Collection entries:
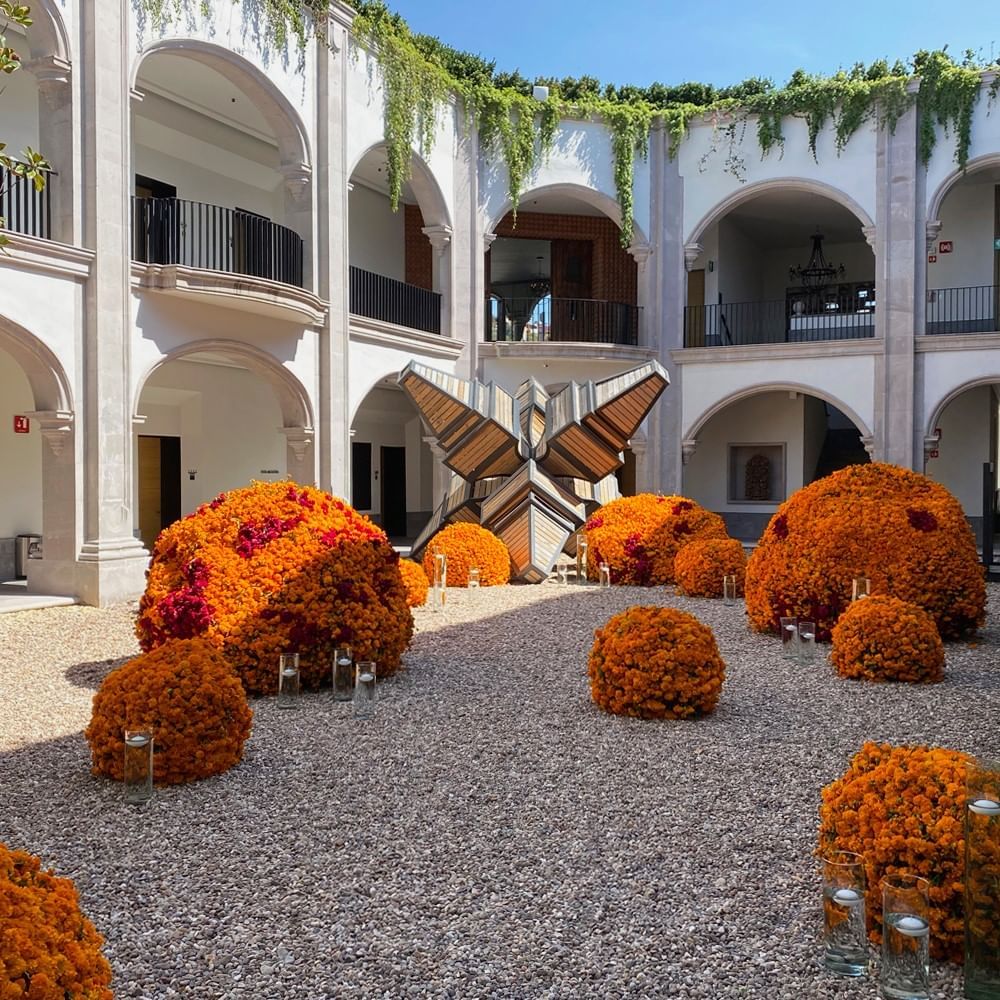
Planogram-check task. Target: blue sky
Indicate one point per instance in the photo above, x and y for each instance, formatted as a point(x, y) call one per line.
point(721, 42)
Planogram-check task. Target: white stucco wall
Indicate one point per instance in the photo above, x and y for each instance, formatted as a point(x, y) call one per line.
point(376, 239)
point(20, 455)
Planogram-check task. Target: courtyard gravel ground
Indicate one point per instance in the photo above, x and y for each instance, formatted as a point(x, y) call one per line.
point(490, 833)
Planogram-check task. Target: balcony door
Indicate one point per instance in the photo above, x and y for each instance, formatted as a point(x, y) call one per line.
point(252, 244)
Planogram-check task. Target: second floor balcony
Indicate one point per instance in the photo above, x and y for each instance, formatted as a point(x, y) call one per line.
point(561, 320)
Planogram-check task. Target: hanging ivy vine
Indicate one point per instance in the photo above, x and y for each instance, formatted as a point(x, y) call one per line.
point(420, 73)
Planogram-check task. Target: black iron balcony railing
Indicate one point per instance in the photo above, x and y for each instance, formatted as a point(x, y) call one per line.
point(964, 310)
point(24, 209)
point(391, 301)
point(172, 231)
point(737, 323)
point(585, 321)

__Short task__
Rewrite all of the data above, swapping every "Planogram-check task" for "Point-labeling task" and leaving everything else unchanged. Omit the pictures.

__Output for this task__
Point-labeling task. Target: blue sky
Indicate one point per instance in the photo above, x and y for each instance, formatted as a point(x, y) call one per line.
point(721, 42)
Point-labeling task. Target: white stucco wall
Indicate one point per instance in the photo above, x and y for each instance, formatted as a point(x, y) call one per line.
point(376, 239)
point(20, 455)
Point-labeling task. Target: courtyard gravel ground
Indicate one point per instance in the photo above, x and y for each instance, formatted as a point(x, y) call one per line.
point(490, 833)
Point-labeling task. Target: balcony door
Indicate one point per instance in the photo above, x and y for each instance, formatted as a point(x, y) call one per line.
point(252, 244)
Point-labeling task. Target: second floor balcony
Indicate one point per instance in the photo above, x and y for each instance, formatted as a point(x, y) call one per line.
point(561, 320)
Point-labeling task. Target: hanging ivy vine
Indicate one point per instance in the photo above, x and y for each instance, formatted as a point(x, y) call one per line.
point(420, 73)
Point-labeling task. Target: black iron balcony railing
Indicate one point per instance in the photo above, x and y for each instance, formatted as a point(x, y) call one per line.
point(964, 310)
point(24, 209)
point(391, 301)
point(172, 231)
point(737, 323)
point(585, 321)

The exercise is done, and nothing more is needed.